→ **Passage to read**
- - - -
Our fire behavior (proportion of live BA killed, crowning and torching indices, and flame length) and fuels (canopy bulk density and base height) results indicate that pre-out-break stands are highly vulnerable to stand-replacing fire under severe fire weather conditions, while outbreak stands also sustain substantial mortality, which increases through time. Spruce-fir ecosystems tend to experience a high-severity, low-frequency fire regime, regardless of insect presence, due to their dense stand structure and species’ silvics (Arno 1980, Agee 1993, Margolis et al. 2011). Spruce and fir species tend to have shallow roots, thin bark, low canopy base heights, and high canopy bulk density, resulting in high mortality from fire (Alexander 1987, Edmonds et al. 2000). In addition, fire return intervals for these ecosystems are long, often well over 100 years (Arno 1980, Agee 1993), which results in abundant ladder fuels, dense stands, and high surface fuel loading (Alexander 1987). Therefore, high-elevation spruce-fir stands that have not been recently logged or experienced fire tend to support fuel structures that are highly susceptible to stand-replacing, high-severity fire (Arno 1980, Alexander 1987, Agee 1993). Due to the persistent cool, wet conditions, severe fires in this ecosystem typically occur in the late summer and early fall during drought years when the snowpack is low and warm, dry conditions reduce fuel moisture content. In particular, these drought conditions occur in the Southwest when the El Niño Southern Oscillation and Pacific Decadal Oscillation are in their cool phases (Margolis and Swetnam 2013). Our results show that there is a greater difference in fire severity between moderate and severe fire weather conditions than between outbreak and pre-outbreak conditions, regardless of time period. This coincides with the other research done in this ecosystem that has found the fire regime in spruce-fir forests to be climate driven (Agee and Smith 1984, Agee 1993, Kulakowski et al. 2003).

Western spruce budworm in northern New Mexico has altered conditions of spruce-fir stands, increasing the amount of standing dead TPH and BA while decreasing live BA and TPH. Dead trees in the outbreak stands both remain standing and have begun falling, resulting in a high amount of 1000-hour fuels relative to the total surface fuel load (70 %) and higher levels of standing dead BA and TPH in WSBW-affected stands. In addition, species composition of live trees has shifted from predominantly corkbark fir and Engelmann spruce, to Engelmann spruce, Douglas-fir, and aspen. Fuel loading data reported for Utah spruce-fir stands, in stands not experiencing a WSBW outbreak (Jorgensen and Jenkins 2010), was approximately 3 times less (at 84 Mg ha−1) than our outbreak stands (at 267 Mg ha−1). Sound and decayed 1000-hour fuels accounted for half of the total fuel load in the Utah stands and just over 70 % in our outbreak stands. As dead trees continue to fall in the outbreak stands, 1000-hour fuels will continue to account for most of the surface fuels. Insect outbreaks, which disrupt the continuity of crowns, create gaps that may slow or limit growth of active crown fires. Decreases in canopy bulk density can also result in decreased torching of individual trees and subsequent crown fire occurrence and spread (Cohn et al. 2015). Outbreaks of WSBW result in greater mortality of small-diameter understory trees (Brooks et al. 1987), which may increase stand-level CBH, reducing the likelihood of torching. While this was not reflected in our study, it is likely that increased mortality of understory trees would result in higher CBH in other stands.
- - - -
(Lines of data)

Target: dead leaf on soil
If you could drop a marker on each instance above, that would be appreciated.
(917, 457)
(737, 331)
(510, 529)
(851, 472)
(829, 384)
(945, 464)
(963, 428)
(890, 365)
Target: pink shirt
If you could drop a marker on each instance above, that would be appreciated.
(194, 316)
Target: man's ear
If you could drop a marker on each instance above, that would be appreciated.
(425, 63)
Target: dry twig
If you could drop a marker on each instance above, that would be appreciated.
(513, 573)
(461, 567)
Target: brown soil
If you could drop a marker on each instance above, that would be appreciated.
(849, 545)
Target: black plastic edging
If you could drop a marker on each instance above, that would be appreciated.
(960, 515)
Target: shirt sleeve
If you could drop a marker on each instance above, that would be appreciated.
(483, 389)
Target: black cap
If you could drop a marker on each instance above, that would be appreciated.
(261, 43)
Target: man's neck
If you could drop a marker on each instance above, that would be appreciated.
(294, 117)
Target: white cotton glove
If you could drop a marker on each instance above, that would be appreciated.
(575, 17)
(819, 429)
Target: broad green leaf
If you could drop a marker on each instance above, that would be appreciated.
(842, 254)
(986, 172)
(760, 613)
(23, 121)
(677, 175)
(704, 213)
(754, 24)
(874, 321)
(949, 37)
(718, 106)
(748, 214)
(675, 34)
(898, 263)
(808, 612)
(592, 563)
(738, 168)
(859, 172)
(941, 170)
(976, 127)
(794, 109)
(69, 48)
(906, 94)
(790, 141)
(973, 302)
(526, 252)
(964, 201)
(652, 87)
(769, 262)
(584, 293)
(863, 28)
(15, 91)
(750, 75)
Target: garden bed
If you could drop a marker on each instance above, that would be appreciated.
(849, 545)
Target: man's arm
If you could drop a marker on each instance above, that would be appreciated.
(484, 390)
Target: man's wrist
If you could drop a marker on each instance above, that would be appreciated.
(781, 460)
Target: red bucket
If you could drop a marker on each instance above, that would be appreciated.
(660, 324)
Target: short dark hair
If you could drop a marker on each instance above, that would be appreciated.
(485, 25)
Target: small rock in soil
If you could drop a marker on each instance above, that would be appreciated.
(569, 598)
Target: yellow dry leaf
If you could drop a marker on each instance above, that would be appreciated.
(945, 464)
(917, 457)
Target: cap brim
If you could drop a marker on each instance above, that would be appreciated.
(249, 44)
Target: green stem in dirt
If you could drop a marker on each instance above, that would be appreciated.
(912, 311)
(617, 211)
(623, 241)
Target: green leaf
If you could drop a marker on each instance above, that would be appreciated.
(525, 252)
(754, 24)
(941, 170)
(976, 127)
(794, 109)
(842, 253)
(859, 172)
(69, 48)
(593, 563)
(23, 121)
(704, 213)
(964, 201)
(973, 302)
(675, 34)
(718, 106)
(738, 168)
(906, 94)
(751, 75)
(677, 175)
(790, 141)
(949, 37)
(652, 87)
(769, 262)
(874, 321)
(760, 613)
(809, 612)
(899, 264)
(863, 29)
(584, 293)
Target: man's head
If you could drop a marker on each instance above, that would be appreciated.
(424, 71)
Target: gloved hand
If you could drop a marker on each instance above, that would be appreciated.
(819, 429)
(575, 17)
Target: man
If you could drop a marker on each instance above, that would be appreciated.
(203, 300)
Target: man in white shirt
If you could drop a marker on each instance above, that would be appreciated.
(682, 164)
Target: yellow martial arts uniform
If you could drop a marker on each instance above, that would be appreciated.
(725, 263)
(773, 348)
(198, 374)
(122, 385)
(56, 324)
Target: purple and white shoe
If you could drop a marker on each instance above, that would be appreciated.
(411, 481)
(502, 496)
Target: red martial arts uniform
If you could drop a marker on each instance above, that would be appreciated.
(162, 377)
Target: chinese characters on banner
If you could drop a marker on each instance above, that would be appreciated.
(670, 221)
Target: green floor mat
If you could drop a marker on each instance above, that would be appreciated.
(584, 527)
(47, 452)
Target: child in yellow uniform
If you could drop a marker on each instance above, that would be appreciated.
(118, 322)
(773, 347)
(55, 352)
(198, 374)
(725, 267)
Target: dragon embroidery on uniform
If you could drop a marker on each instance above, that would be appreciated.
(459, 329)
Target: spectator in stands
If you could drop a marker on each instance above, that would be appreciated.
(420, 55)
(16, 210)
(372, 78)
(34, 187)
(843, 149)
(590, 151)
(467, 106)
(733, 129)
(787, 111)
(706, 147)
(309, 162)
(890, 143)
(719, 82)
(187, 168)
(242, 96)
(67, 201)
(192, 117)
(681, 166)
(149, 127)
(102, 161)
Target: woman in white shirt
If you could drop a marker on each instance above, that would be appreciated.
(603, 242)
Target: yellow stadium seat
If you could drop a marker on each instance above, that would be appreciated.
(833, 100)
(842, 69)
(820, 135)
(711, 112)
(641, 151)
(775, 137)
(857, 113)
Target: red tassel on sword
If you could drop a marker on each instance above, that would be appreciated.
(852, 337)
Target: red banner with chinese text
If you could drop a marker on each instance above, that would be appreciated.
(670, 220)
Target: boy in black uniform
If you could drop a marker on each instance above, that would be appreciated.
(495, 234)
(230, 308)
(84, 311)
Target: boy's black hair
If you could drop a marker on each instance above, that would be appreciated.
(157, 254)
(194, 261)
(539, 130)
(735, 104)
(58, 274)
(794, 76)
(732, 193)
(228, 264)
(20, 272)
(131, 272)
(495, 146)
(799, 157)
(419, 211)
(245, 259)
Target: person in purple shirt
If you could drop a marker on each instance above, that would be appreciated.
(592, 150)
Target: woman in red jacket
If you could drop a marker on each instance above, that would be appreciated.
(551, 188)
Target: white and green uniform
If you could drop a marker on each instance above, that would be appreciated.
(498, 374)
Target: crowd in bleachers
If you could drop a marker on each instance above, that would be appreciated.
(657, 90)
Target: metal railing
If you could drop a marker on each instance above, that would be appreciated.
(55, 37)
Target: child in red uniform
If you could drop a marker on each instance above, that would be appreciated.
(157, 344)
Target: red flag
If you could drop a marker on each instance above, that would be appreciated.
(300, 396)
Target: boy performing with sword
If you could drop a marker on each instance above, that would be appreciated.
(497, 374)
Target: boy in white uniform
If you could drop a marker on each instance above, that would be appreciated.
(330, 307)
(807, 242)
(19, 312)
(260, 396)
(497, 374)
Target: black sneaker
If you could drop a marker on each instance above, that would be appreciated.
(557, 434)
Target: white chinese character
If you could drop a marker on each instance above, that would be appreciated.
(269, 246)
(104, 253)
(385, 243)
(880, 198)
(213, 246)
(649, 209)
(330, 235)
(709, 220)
- - - -
→ **Exercise set**
a – Render this sentence from the passage on spruce-fir fire and western spruce budworm into Spanish: "Insect outbreaks, which disrupt the continuity of crowns, create gaps that may slow or limit growth of active crown fires."
b – Pick up the passage on spruce-fir fire and western spruce budworm at its final sentence and keep writing it.

→ **Answers per task**
a – Los brotes de insectos, que interrumpen la continuidad de las copas, crean claros que pueden frenar o limitar el desarrollo de los incendios de copa activos.

b –
Previous research in the western United States on the interaction between insects and fire in spruce-fir forests have focused on the impact of spruce beetle (Dendroctonus rufipennis Kirby). Unlike WSBW outbreaks, spruce beetle outbreaks primarily cause mortality in large-diameter spruce and shift species composition to true fir and pine with high rates of spruce mortality (Veblen et al. 2000, Bebi et al. 2003, Kulakowski et al. 2003, Kulakowski and Veblen 2007). Outbreaks of spruce beetles in this ecosystem decrease live BA and canopy bulk density while increasing surface fuel loading and CBH (Jorgensen and Jenkins 2010). Active crown fire potential may also be reduced for decades following stand-level spruce beetle outbreaks (DeRose and Long 2009) or may have a weaker influence on fire severity than other factors (Andrus et al. 2016). These results are similar to trends found in our study that also show decreases in live BA and CBD, and increases in CBH and surface fuel loads.

Western spruce budworm outbreaks can have a significant impact on certain fire metrics and fuel loading in lower elevation forests. Hummel and Agee (2003) found that surface fuel loading and flame lengths are greater in stands at the end of a WSBW outbreak than those at the onset in mixed conifer forests. However, no significant differences were found in BA or TPH mortality due to fire from early to late outbreak conditions. This is contrary to our study, which has shown that, in spruce-fir forests, WSBW outbreaks can result in decreased flame lengths and BA mortality as compared to pre-outbreak conditions under severe fire weather conditions. However, the fire regime and stand structure of spruce-fir forests are characterized by heavy fuel loads and dense stand structures that support high severity stand-replacing fires regardless of WSBW activity.

The impact of WSBW defoliation on a single tree and its potential to torch or transfer heat is important in understanding the effect that defoliation has on fire spread in a stand. Cohn et al. (2014) found that >50 % defoliation of a tree by WSBW was found to transfer only 60 % of the heat as compared to heat transfer from trees that were not defoliated, and the greater the defoliation, the less heat transfer occurred. In addition, the amount of heat needed to ignite or torch a 50 % defoliated tree was greater than for an undefoliated tree (Cohn et al. 2014). The reduction of CBD by WSBW can thus hamper a fire’s ability to kill individual trees and spread through the canopy. The FFE-FVS does not have the ability to model these fine-scale interactions between partial defoliation and fire spread. This suggests that, under outbreak conditions, potential fire behavior may be even more reduced than our model outputs show. However, FFE-FVS does model decreases in CBD due to WS-BW-caused mortality; pre-outbreak stands consistently have higher CBDs.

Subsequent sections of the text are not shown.